What to do
Copy down, unchanged, the lines of the records that run from the one containing "Identify the white column" through the one containing "pixel 326 49", with both of those lines included.

[A block of data]
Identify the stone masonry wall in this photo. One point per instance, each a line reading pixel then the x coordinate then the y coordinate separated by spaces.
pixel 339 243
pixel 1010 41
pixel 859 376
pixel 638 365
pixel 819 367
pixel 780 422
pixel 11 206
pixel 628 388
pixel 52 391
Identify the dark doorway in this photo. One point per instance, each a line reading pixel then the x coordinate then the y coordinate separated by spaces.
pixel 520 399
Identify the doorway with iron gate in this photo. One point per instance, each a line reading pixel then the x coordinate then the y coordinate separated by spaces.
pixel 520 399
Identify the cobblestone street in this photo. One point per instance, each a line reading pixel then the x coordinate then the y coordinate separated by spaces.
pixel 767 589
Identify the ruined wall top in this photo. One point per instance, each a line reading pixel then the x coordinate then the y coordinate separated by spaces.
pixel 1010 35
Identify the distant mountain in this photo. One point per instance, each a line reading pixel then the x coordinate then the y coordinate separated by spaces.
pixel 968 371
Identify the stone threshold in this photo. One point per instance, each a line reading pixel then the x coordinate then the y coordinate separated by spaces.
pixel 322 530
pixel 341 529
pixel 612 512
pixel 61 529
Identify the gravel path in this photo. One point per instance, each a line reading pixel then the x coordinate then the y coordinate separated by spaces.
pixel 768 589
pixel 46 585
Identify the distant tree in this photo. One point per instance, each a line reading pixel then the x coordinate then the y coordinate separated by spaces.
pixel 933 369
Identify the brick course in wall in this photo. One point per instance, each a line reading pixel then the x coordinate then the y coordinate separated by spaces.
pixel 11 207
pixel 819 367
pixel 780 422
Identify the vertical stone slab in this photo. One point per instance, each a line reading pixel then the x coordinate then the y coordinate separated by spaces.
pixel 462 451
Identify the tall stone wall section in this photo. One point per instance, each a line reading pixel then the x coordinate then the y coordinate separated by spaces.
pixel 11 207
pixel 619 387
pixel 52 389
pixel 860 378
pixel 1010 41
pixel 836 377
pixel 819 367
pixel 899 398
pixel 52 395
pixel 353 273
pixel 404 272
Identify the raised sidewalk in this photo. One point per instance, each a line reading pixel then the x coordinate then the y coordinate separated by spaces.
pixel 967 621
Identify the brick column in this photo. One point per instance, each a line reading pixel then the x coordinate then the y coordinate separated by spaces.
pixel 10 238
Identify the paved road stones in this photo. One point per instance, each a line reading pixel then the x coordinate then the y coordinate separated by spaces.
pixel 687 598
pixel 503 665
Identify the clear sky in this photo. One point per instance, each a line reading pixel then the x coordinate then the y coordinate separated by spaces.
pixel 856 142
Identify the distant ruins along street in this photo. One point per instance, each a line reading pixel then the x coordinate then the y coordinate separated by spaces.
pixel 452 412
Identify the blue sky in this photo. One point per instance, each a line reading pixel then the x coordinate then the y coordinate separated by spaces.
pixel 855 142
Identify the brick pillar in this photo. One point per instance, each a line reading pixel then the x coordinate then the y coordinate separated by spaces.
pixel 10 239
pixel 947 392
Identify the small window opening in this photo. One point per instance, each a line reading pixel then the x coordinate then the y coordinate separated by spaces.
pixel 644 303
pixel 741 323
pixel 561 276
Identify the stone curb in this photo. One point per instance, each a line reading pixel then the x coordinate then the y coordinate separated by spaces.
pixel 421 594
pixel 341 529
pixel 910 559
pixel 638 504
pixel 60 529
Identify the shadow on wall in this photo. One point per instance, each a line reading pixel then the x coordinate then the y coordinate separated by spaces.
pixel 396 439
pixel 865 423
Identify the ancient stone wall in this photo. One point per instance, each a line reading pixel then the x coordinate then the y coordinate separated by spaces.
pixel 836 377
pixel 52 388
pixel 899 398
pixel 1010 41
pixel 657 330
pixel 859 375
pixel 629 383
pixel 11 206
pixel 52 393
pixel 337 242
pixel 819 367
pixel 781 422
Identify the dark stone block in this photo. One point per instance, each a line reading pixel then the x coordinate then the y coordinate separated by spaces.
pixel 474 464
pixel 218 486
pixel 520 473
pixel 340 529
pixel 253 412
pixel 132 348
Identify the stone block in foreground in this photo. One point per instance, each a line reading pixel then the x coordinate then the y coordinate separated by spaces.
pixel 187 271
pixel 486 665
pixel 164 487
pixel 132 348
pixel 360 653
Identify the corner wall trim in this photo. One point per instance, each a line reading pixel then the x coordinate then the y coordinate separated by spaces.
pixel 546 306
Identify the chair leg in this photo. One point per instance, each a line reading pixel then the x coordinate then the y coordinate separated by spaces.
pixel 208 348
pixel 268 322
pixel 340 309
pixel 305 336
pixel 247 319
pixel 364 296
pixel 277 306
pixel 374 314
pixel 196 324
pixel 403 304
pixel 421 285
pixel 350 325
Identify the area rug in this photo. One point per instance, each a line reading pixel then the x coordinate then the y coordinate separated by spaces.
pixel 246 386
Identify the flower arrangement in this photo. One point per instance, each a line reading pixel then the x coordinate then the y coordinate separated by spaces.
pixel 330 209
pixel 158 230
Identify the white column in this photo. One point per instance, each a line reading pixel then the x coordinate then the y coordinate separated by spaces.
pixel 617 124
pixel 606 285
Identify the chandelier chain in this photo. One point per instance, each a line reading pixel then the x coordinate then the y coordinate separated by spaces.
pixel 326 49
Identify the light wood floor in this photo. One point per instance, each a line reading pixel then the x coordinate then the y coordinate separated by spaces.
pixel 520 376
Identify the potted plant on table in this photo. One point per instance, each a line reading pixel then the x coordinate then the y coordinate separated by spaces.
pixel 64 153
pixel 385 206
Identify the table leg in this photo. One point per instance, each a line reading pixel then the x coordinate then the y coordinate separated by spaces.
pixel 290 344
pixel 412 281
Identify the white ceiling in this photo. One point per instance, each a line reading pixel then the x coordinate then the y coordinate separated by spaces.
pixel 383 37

Final answer
Identify the white column in this photo. One point per instance, each a line reading pixel then the x coordinate then the y coordinate separated by spaces.
pixel 617 124
pixel 606 285
Identify the chandelier chain in this photo. One point per instance, each a line reading pixel then the x coordinate then the y coordinate separated by spaces.
pixel 326 49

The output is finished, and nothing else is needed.